**Given exercise**. Reproduce all of the material below in full, requests included, and shift every coordinate in the answers by adding 9 to it.

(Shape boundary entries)
::::::::::

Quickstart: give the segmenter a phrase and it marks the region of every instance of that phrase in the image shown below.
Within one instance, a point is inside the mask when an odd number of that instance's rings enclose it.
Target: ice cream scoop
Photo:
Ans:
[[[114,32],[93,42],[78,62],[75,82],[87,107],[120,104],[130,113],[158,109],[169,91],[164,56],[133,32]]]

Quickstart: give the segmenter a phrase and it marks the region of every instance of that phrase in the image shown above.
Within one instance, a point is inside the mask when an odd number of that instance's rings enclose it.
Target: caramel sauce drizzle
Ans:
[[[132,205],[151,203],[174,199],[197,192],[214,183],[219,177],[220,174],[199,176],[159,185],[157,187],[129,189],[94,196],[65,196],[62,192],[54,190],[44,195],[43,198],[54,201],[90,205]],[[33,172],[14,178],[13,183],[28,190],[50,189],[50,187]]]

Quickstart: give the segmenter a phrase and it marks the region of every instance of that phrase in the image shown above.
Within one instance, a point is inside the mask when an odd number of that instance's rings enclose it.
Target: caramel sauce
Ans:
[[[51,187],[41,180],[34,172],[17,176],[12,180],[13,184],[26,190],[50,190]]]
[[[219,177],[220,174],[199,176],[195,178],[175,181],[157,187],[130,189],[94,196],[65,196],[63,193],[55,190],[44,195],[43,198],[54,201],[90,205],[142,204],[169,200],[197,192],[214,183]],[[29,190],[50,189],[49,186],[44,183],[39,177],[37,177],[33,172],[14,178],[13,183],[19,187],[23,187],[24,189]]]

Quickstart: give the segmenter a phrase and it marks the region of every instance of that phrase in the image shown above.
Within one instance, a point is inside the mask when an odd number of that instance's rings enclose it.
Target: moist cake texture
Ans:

::::::::::

**Written answer**.
Quickstart: give the segmenter a phrase and it marks the region of every instance of that phrase in the image shown below.
Within one instance, a point is inside the mask when an odd number of that instance's rings enclose it.
Target: ice cream scoop
Photo:
Ans:
[[[123,41],[102,51],[87,71],[84,91],[96,116],[129,113],[139,122],[167,118],[178,100],[173,65],[142,41]]]

Quickstart: give the segmenter a phrase and it marks the region of every instance of that phrase in the image shown above.
Within one instance, a point is inside the mask when an odd number of that instance's rings enclose it.
Target: caramel sauce drizzle
Ans:
[[[141,214],[160,212],[183,208],[206,201],[223,192],[228,186],[229,183],[208,185],[168,194],[166,196],[138,198],[103,205],[74,205],[71,201],[63,199],[53,204],[52,207],[63,210],[99,214]],[[42,181],[23,187],[22,192],[37,199],[59,198],[59,196]]]

Quickstart: give the segmenter a phrase and it marks the region of every instance of that phrase in the image shown above.
Within one instance, a point is inside the mask when an odd number of that instance's rings enclose it.
Target: caramel sauce
Ans:
[[[60,196],[50,189],[43,181],[26,185],[21,189],[22,193],[35,199],[59,199]]]
[[[228,186],[229,183],[208,185],[204,187],[184,190],[166,196],[139,198],[103,205],[74,205],[72,202],[64,199],[53,204],[52,207],[63,210],[99,214],[151,213],[178,209],[206,201],[223,192]],[[38,199],[59,198],[58,195],[53,192],[48,186],[46,186],[42,181],[23,187],[22,192],[28,196],[32,196],[33,198]]]

Quickstart: give the segmenter a phrase and it marks the region of every instance of that phrase in the image shown above.
Within one instance, a point is inside the mask when an odd number of that instance's rings enclose it.
Target: moist cake texture
Ans:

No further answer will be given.